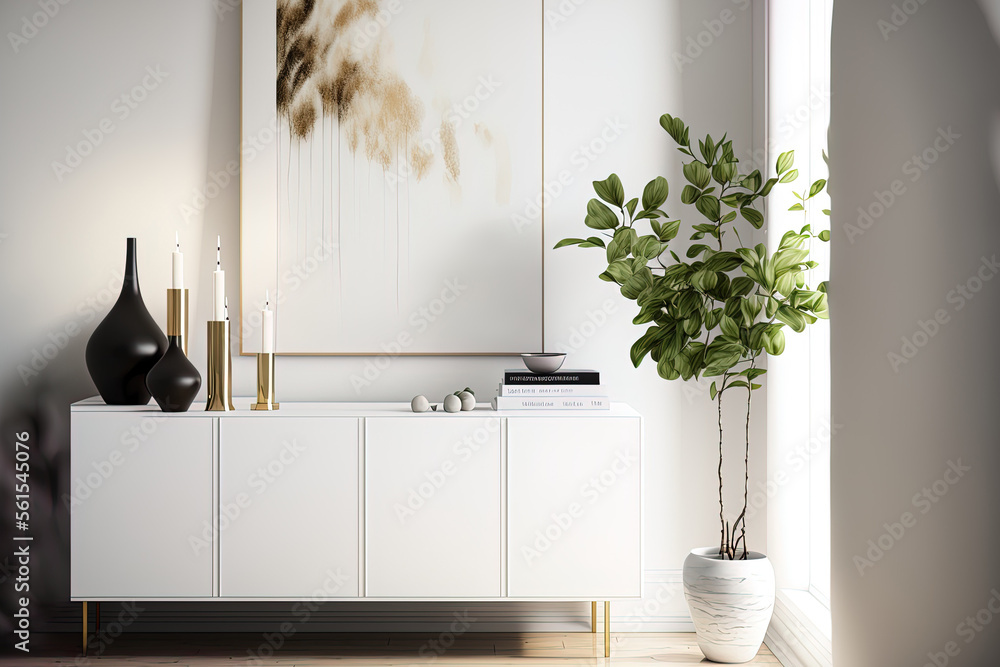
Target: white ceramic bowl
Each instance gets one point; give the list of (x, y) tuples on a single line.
[(543, 363)]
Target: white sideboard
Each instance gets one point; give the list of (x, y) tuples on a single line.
[(357, 501)]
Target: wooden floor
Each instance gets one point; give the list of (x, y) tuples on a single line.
[(370, 650)]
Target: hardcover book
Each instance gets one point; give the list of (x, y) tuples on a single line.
[(560, 377), (552, 390), (551, 403)]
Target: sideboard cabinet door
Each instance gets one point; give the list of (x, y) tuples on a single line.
[(574, 501), (141, 506), (433, 506), (288, 503)]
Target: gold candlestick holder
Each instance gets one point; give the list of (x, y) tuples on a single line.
[(220, 368), (265, 383), (177, 320)]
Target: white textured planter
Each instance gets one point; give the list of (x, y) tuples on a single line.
[(730, 602)]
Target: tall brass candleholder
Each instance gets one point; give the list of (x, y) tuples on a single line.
[(220, 367), (177, 322), (265, 383)]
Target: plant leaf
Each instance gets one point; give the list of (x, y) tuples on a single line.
[(697, 174), (611, 190), (600, 216), (753, 216), (655, 193), (790, 176), (785, 161)]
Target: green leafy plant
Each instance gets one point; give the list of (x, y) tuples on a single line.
[(717, 313)]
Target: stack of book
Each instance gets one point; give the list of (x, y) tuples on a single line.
[(562, 390)]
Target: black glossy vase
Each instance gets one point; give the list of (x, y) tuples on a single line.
[(126, 345), (174, 381)]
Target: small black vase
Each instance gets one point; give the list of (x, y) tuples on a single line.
[(126, 345), (174, 381)]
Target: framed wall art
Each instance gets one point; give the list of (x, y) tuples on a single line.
[(390, 153)]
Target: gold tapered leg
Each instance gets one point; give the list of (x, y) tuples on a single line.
[(607, 628), (85, 628)]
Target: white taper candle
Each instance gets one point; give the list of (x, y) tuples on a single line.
[(177, 265), (219, 311)]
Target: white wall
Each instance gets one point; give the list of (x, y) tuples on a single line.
[(897, 92), (612, 68)]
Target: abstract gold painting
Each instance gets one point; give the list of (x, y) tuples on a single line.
[(390, 148)]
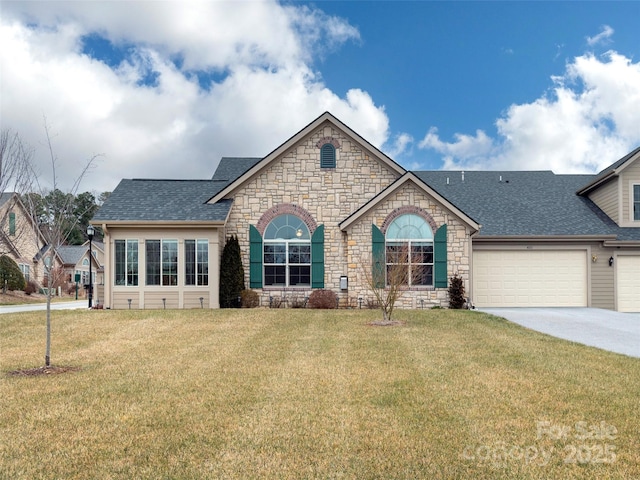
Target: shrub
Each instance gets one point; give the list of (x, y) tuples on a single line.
[(298, 302), (32, 287), (10, 274), (456, 293), (250, 299), (231, 274), (323, 299)]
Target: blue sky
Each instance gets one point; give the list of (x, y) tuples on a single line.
[(164, 89)]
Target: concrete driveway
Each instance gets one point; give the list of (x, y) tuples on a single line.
[(606, 329), (30, 307)]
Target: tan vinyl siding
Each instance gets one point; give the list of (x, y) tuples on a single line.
[(192, 299), (606, 197), (176, 296), (121, 300), (154, 300), (629, 176)]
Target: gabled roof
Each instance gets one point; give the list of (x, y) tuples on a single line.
[(146, 200), (408, 177), (609, 172), (71, 254), (521, 203), (325, 117), (231, 168)]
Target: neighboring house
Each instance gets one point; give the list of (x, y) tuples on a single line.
[(19, 239), (326, 207)]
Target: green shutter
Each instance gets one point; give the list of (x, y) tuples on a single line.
[(317, 258), (440, 257), (328, 156), (377, 254), (12, 223), (255, 258)]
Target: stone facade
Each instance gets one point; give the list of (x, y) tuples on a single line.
[(294, 182)]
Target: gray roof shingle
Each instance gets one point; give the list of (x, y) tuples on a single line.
[(71, 254), (146, 200), (231, 168), (524, 203)]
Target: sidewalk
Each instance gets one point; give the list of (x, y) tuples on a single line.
[(32, 307)]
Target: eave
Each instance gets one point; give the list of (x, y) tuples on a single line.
[(543, 238), (394, 187), (325, 117)]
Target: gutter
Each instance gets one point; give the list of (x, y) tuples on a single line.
[(544, 238)]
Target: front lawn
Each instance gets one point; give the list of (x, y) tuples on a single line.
[(310, 394)]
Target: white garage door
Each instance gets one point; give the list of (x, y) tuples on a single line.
[(628, 283), (532, 278)]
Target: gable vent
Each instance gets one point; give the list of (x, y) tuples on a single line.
[(328, 156)]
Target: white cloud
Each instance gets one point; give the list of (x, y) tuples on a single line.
[(587, 122), (401, 143), (603, 37), (266, 89)]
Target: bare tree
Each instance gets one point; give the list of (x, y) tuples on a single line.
[(15, 161), (50, 226), (388, 280)]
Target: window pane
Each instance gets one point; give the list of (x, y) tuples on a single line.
[(421, 274), (274, 275), (189, 262), (397, 252), (299, 253), (275, 253), (409, 226), (120, 262), (153, 262), (132, 262), (169, 262), (421, 252), (397, 274), (300, 275), (286, 227), (203, 262)]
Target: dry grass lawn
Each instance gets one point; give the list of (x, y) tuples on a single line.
[(310, 394)]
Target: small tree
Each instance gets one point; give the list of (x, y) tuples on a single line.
[(51, 227), (11, 278), (231, 274), (388, 283), (456, 292)]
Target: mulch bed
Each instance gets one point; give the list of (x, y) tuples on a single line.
[(50, 370)]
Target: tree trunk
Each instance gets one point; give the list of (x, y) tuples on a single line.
[(47, 354)]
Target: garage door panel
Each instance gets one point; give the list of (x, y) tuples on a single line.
[(530, 278), (628, 283)]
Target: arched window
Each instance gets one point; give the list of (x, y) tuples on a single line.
[(409, 251), (287, 252), (328, 156)]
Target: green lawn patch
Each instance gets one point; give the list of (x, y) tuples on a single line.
[(310, 394)]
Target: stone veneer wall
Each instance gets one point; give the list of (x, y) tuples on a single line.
[(330, 196), (458, 248)]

▶ Directive
Could you reproduce the records from their first line through the line holding "[(220, 367), (177, 322), (265, 383)]", inclusive, with every point coordinate in the answers increased by 97 and all other lines unchanged? Please leave the picture out.

▶ Task response
Target: white ceramic bowl
Each instance gets one point; give the list of (x, y) tuples on a single line.
[(640, 460)]
Target: white sideboard
Each instance gets one point; give the list of (x, y) tuples on a single line.
[(454, 598)]
Target: wooden floor
Each instance gets one point; give the list of (x, y) tuples on a single line.
[(467, 747)]
Target: hardcover book
Each instance gets one point; give the list of (x, y) tuples on a single line.
[(657, 474), (649, 487), (648, 500)]
Target: sideboard cabinet door
Each instance gets one point; give the list of (x, y) tuples on a single line.
[(671, 598), (238, 603), (530, 603), (385, 600)]
Target: gold candlestick holder
Each instance gets one point; give the list of (x, y) tuples on a single line.
[(317, 465), (362, 480), (274, 417)]
Target: white textured planter
Each instance gets one point; give the list of (x, y) tuples on a single line.
[(827, 699)]
Target: tall brass candleholder
Each instance gets one point; give the list of (x, y) tuples on a single line.
[(317, 464), (274, 419), (362, 480)]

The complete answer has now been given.